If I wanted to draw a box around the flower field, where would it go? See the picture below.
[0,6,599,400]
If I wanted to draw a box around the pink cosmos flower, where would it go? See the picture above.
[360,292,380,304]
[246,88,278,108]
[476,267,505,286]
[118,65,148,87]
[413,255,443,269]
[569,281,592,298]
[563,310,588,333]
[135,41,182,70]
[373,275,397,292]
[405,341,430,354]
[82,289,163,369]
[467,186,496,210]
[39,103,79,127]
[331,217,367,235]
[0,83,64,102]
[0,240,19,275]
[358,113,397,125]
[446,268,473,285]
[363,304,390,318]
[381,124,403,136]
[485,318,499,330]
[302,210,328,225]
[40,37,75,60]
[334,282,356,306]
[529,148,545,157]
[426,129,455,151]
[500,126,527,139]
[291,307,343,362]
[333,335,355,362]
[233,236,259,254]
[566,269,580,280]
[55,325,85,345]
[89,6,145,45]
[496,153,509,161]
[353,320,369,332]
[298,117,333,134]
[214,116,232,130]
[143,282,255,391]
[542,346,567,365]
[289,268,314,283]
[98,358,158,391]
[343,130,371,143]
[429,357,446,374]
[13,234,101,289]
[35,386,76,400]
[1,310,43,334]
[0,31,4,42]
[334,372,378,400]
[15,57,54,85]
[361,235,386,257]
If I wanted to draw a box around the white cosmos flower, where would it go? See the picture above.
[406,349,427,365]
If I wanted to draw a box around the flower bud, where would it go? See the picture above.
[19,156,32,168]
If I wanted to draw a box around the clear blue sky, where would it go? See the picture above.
=-=-=
Give back the listing exactly.

## RESULT
If I wanted to draw a box around the flower field, where would it go? See the picture below.
[0,6,599,400]
If I wanted to draw a box around the pink cosmos flower, where would it go? See the picture above.
[360,292,380,304]
[246,88,278,108]
[476,267,505,286]
[118,65,148,87]
[413,255,443,269]
[569,281,592,298]
[563,310,588,333]
[135,41,182,70]
[373,275,397,292]
[405,341,430,354]
[82,289,163,369]
[467,186,496,210]
[39,103,79,127]
[331,217,367,235]
[0,83,64,102]
[0,240,19,275]
[358,113,397,125]
[446,268,473,285]
[363,304,390,318]
[381,124,403,136]
[485,318,499,330]
[302,210,328,225]
[40,37,75,60]
[334,282,356,306]
[529,148,545,157]
[426,129,455,151]
[500,126,527,139]
[291,307,343,362]
[333,335,355,362]
[233,236,259,254]
[566,269,580,280]
[55,325,85,345]
[89,6,145,45]
[496,153,509,161]
[353,320,369,332]
[298,117,333,134]
[214,116,232,130]
[143,282,255,391]
[542,346,567,365]
[289,268,314,283]
[98,358,158,391]
[343,130,371,143]
[429,357,446,374]
[13,234,101,289]
[35,386,76,400]
[1,310,43,334]
[0,31,4,42]
[334,372,378,400]
[15,57,54,85]
[361,235,386,257]
If I wanted to draw a box around the white cosmos flower, where would it go? See the picture above.
[406,349,427,365]
If I wanted to draw a box around the flower bud, where would it go? See the picture above.
[19,156,32,168]
If I wanted to draw a box around the clear blue sky, where would it go? See the picture above.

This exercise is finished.